Step 3 – LinkedIn Engagement or Post Mention (Soft Touch)
Comment insightfully on their recent post or tag them in a relevant GTM-focused post from [Company]
Goal: stay visible, build rapport, and show shared perspective
Step 4 – Final Email Nudge (Direct but Warm)
Reiterate why their background stood out (highlight a specific project, company, or GTM approach)
Reference previous messages lightly
CTA: “If this isn't a fit right now, no pressure — but would genuinely enjoy trading notes if you're up for it.”
# Messaging Principles:
Conversational over corporate
Show that this is about mutual signal and peer respect, not just pipeline or hiring quotas
Use GTM-native language: growth loops, segmentation strategy, PLG motions, RevOps alignment, etc., where appropriate
For AEs and AMs (Account Executives)
Takeaway 5. AI-Powered Call Intelligence
“I don’t want another transcript—I want what matters.”
Summarizes discovery calls.
Flags objections and emotional tone.
Logs follow-ups automatically and connects to CRM.
Prompt:
Summarize all recent updates, news, and CRM notes for [Company X] to prepare for a discovery call. Include strategic initiatives and suggested discovery questions.
Takeaway 6. Strategic Initiative Discovery
“Executives don’t care about tools. They care about transformation.”
Top AEs use:
Company’s OKRs
Recent board-level statements
Strategic bets (e.g. market entry, cost reduction)
They frame conversations around these initiatives, and AI helps identify such initiatives from public/private data.
Prompt:
Help me uncover potential transformation goals for this company (cost-cutting, revenue growth, efficiency). Suggest 5 discovery questions to surface those goals.
Takeaway 7. Proposal and Mutual Action Plan Automation
“Writing proposals that get buy-in takes hours. AI can cut that by 70%.”
AI co-pilots suggest proposal structure based on persona and industry.
Integrates objection counters and stakeholder priorities.
Takeaway 8. Multi-threading with Context
“Buying teams are bigger. AI helps map and message everyone differently.”
Co-pilot identifies influencers vs. blockers.
Drafts separate messages for each, aligned to their stake.
Additional Prompts for SDRs and AEs
#1 Deal Acceleration Prompt
“This account is stuck in stage [X]. Analyze internal notes + external signals. Recommend 3 moves to re-engage stakeholders and align to a strategic priority.”
#2 Proposal Co-pilot Prompt
“Draft a proposal email for [persona], connecting our use case to their initiative of [expansion, compliance, efficiency, etc.]. Include 3 proof points and a suggested mutual action plan.
#3. Multi-threading Prompt
“Create 3 custom messages for different personas at [Company X] (CFO, Director, End-user). Align each message with their likely concerns.”

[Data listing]
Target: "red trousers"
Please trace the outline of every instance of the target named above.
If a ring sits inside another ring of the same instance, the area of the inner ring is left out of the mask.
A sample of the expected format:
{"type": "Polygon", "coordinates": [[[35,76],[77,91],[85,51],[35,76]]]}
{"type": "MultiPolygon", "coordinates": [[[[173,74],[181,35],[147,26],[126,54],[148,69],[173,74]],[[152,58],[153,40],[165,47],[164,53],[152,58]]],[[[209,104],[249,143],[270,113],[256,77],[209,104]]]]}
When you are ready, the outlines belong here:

* PROBLEM DETAILS: List the titles of all the numbered takeaways in the sales outreach text, each with its number.

* SOLUTION TO THIS EXERCISE:
Takeaway 5. AI-Powered Call Intelligence
Takeaway 6. Strategic Initiative Discovery
Takeaway 7. Proposal and Mutual Action Plan Automation
Takeaway 8. Multi-threading with Context